begin Material provided
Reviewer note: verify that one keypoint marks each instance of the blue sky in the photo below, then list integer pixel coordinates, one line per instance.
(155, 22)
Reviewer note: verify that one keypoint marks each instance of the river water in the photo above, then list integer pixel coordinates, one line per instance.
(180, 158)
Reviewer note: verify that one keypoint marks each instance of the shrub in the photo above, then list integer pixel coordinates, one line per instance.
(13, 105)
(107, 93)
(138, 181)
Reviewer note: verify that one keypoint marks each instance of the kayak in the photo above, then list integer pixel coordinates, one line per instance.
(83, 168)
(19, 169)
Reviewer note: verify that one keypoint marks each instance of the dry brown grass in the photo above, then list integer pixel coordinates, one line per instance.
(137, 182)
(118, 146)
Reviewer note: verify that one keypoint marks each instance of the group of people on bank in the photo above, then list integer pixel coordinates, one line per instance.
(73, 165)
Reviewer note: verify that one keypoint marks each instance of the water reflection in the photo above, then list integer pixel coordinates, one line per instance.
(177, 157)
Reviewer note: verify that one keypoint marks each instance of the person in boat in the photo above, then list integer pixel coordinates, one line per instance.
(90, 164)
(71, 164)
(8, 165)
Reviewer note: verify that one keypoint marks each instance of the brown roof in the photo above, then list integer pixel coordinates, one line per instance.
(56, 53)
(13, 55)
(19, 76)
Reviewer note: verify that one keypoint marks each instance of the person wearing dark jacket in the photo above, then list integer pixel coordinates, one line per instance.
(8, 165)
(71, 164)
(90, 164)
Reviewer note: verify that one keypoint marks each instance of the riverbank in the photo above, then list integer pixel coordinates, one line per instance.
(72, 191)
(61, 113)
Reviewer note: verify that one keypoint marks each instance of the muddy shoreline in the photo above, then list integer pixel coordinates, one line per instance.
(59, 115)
end Material provided
### [Aim of the exercise]
Reproduce all of the data above line for line, changing nothing.

### [The result]
Reviewer note: verify that one keypoint marks each instance of the blue sky in the photo below, then list integer pixel coordinates, one line per instance.
(155, 22)
Reviewer note: verify that one keypoint marks each instance of the river water in the photo above, then list integer pixel coordinates, one line per instance.
(180, 158)
Reviewer note: verify that one keypoint marks each instance of the shrub in the photo above, then list integer pixel coordinates, one line per instance.
(13, 105)
(107, 93)
(138, 181)
Reviewer note: verify that one keypoint marks each instance of the kayak in the photo above, then list integer pixel coordinates, one line per instance.
(83, 168)
(19, 169)
Reviewer note: verify that one keypoint marks each instance of the dry brown grass in the photo above, then list integer pixel coordinates, one line per instance.
(137, 182)
(118, 146)
Reviewer note: verify that one keypoint marks each instance of the group of people on bank in the photo above, then list integer pixel coordinates, one line per instance.
(73, 165)
Reviewer note: verify that one keypoint marks each instance of the water reflection in the photo above, then list integer pixel coordinates, one line per instance.
(177, 157)
Reviewer note: verify that one keypoint marks each instance of the person in boat in the photo above, then list integer pixel coordinates, one line per instance.
(90, 164)
(71, 164)
(8, 165)
Reviewer note: verify that one keypoint marks each instance of the brown roof in the photo above, then list integer pixel coordinates, one line per instance.
(56, 53)
(13, 55)
(19, 76)
Reviewer note: verify that one keypoint marks each instance of the person wearing dark jacket in the photo above, then list integer pixel coordinates, one line per instance.
(8, 165)
(71, 164)
(90, 164)
Reviewer note: verify that one keypoint marks each instance of the riverbank in the photo above, then list integer pixel coordinates, one line per instance.
(72, 191)
(61, 113)
Reviewer note: verify that one keypoint marks each instance of the muddy shoreline in the photo above, then list integer pixel coordinates, one line per instance.
(59, 115)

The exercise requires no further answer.